QUOTED PASSAGE —
┌──
Deck the Halls, but Do It Safely

The best way to avoid potential shocks, fires and injuries while installing and maintaining decorations is through inspection, precaution and following instructions.

December 08, 2014 | By ​Paul Netter


Lights, candles … safe actions.

It might not have the pizzazz of the famous Hollywood film cue, but it should have a certain cachet when it comes to safely installing and maintaining decorations this holiday season.

In fact, the potential shocks, fires and injuries extend far beyond lights and candles and range from decorating around power lines and utility poles to worn light strands and electrical cords.

Credit: Joseph Foulk and Ernesto Sanchez

The good news, however, is that decorating dangers can be minimized and eliminated through inspection, precaution and following instructions, according to Larry Pena, manager of Corporate Safety, Policy and Regulations at Southern California Edison (SCE).

For Pena, it starts with inspection.

“Before installing your decorative lighting, do a very good visual inspection,” he said. “Look for cracks, anything that’s frayed or missing insulation. If you find those conditions, it’s a good idea to get rid of it.”

People should also only use lights and cords bearing the Underwriters Laboratories (UL), Canadian Standards Association (CSA) or Intertek (ETL) labels of trusted independent organizations that ensure product safety and only use plastic zip cords when hanging them.

Pena is most emphatic when it comes to installing decorations, especially outdoors. He warns that decorations should never be attached to electrical equipment such as power lines and poles and that any such practice is a potential danger for the public and utility crews and could lead to outages.
└──
DATA LINES —
┌──
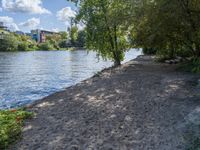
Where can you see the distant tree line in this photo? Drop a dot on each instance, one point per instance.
(167, 28)
(62, 40)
└──
TASKS FOR THIS EXERCISE —
1. Translate this sentence from the holiday decorating safety article into Spanish: "Pena is most emphatic when it comes to installing decorations, especially outdoors."
2. Repeat the passage of the holiday decorating safety article between "For Pena, it" and "when hanging them.", inclusive.
3. Write the next part of the holiday decorating safety article, starting after its final sentence.

EXPECTED RESPONSES —
1. Pena se muestra más enfático cuando se trata de instalar decoraciones, especialmente al aire libre.

2.
For Pena, it starts with inspection.

“Before installing your decorative lighting, do a very good visual inspection,” he said. “Look for cracks, anything that’s frayed or missing insulation. If you find those conditions, it’s a good idea to get rid of it.”

People should also only use lights and cords bearing the Underwriters Laboratories (UL), Canadian Standards Association (CSA) or Intertek (ETL) labels of trusted independent organizations that ensure product safety and only use plastic zip cords when hanging them.

3.
“The most important thing is to stay away from power lines,” he said, citing instances of people throwing decorations into trees, but making contact with power lines. “And if you’re going to get close, never get closer than 10 feet to them.”

Outdoor decorations should be marked for outdoor use and always use Ground Fault Circuit Interrupter (GFCI)-protected outlets outside.

Moisture is crucial to Christmas tree safety. Just ask Keith Mora, an inspector with the LA County Fire Department, who finds tree safety very challenging. U.S. fire departments respond to about 230 home fires annually that start with Christmas trees, causing an average of six deaths, 22 injuries and $18.3 million in property damage, according to the National Fire Protection Association.

The fire association said electrical problems contributed to 32 percent of those fires, which is why the trees should be kept at least three feet away from heat sources, such as space heaters.

“A tree will go up like a Roman candle,” said Mora. “First, try to buy it from a place that keeps them watered for the longest life. Then you should water it as much as possible, keep check of the branches for dryness, be careful with the cords and lights you use on it and never leave the lighting on when you’re not home.”

December is the leading month for home-candle fires, according to the fire association, and the reason safety experts recommend battery-operated candles with decorations.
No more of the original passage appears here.